▶ _ЗАДАНИЯ_:
1/ Пожалуйста, повторите из фрагмента об Анаис и Джун отрывок начиная со слов «Нам неизвестно, как» и заканчивая словами «которую вела Джун.», изменив в нём «Генри» на «Хенри».
2/ Чьим именем во фрагменте об Анаис и Джун обозначена «война полов», которую вела Джун?

▶ _ИСХОДНЫЙ ФРАГМЕНТ_:
* * * * *
Нам неизвестно, как далеко зашли их отношения, имела ли место со стороны Анаис настоящая любовь. Но вне всякого сомнения, Джун покорила ее. Возможно, снедаемая жаждой все испытать, Анаис стремилась к Джун лишь потому, что таким образом разделяла с Генри “любовь всей его жизни”. А Джун, любила ли она по-настоящему Анаис? Отброшенная, оставленная Генри, может быть, она хотела сыграть с ним злую шутку, отняв у него ту, чья моральная и материальная поддержка сейчас, в решающий момент его жизни, была ему необходима как никогда. В любом случае, на какое-то время женщины объединились против него. Это была последняя вспышка “войны полов” по Стриндбергу, которую вела Джун.
* * * * *
▶ _ПРЕДСТАВЛЕННЫЕ ДАННЫЕ_:
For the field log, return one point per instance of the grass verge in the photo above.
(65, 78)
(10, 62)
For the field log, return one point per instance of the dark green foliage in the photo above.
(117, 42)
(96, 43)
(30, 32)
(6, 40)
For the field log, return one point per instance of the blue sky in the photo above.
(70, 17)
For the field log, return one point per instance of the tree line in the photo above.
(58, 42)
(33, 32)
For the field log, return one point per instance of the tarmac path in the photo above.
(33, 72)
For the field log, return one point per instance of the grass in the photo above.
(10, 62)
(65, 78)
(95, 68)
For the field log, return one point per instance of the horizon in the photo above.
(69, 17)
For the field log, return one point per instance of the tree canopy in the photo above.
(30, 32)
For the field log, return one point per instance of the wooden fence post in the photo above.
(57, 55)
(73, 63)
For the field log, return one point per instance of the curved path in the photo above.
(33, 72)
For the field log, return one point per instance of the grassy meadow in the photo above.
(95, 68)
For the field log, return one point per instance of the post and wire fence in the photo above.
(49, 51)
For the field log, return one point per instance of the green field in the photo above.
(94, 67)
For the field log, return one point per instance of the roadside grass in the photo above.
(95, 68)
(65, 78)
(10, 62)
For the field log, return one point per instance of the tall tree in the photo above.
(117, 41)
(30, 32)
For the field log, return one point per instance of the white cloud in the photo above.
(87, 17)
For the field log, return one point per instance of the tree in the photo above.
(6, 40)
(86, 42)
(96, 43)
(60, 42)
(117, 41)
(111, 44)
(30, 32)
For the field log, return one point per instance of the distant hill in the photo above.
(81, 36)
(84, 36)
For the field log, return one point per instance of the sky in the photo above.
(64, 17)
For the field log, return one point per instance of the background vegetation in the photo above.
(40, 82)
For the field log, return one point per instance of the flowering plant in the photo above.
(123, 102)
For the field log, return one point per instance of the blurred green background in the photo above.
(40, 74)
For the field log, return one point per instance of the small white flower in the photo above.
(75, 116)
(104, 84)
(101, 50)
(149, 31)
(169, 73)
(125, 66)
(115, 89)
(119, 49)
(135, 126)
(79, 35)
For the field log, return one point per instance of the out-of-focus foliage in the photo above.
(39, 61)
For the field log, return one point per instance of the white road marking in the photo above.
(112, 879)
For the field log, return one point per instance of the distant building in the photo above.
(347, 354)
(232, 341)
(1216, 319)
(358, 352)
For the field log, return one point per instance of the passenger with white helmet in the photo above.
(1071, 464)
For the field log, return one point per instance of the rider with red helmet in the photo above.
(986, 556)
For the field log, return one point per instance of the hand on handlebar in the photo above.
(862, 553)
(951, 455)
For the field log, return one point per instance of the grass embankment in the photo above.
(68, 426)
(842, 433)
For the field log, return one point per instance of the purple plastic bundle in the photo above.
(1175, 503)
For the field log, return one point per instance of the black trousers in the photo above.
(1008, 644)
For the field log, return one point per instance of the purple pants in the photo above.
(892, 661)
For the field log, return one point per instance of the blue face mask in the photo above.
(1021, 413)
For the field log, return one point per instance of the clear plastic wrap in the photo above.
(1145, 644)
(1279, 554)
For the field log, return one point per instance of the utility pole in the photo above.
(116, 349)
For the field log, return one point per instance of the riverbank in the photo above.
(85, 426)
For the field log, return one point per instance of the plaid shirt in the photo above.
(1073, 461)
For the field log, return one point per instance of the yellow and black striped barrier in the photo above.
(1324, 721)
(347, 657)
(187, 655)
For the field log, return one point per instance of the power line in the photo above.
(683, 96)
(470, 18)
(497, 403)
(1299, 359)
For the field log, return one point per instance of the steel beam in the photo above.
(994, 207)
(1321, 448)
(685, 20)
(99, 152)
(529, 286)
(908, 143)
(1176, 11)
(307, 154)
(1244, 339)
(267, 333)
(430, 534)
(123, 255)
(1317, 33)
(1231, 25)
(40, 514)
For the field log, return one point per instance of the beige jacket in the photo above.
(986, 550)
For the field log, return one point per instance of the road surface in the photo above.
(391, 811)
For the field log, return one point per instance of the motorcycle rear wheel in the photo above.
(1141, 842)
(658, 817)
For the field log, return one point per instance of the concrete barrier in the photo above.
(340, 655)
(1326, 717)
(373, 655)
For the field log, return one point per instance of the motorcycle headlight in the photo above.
* * * * *
▶ _ОТВЕТЫ ПО ЗАДАНИЯМ_:
1/
Нам неизвестно, как далеко зашли их отношения, имела ли место со стороны Анаис настоящая любовь. Но вне всякого сомнения, Джун покорила ее. Возможно, снедаемая жаждой все испытать, Анаис стремилась к Джун лишь потому, что таким образом разделяла с Хенри “любовь всей его жизни”. А Джун, любила ли она по-настоящему Анаис? Отброшенная, оставленная Хенри, может быть, она хотела сыграть с ним злую шутку, отняв у него ту, чья моральная и материальная поддержка сейчас, в решающий момент его жизни, была ему необходима как никогда. В любом случае, на какое-то время женщины объединились против него. Это была последняя вспышка “войны полов” по Стриндбергу, которую вела Джун.

2/ Именем Стриндберга: это «война полов» по Стриндбергу.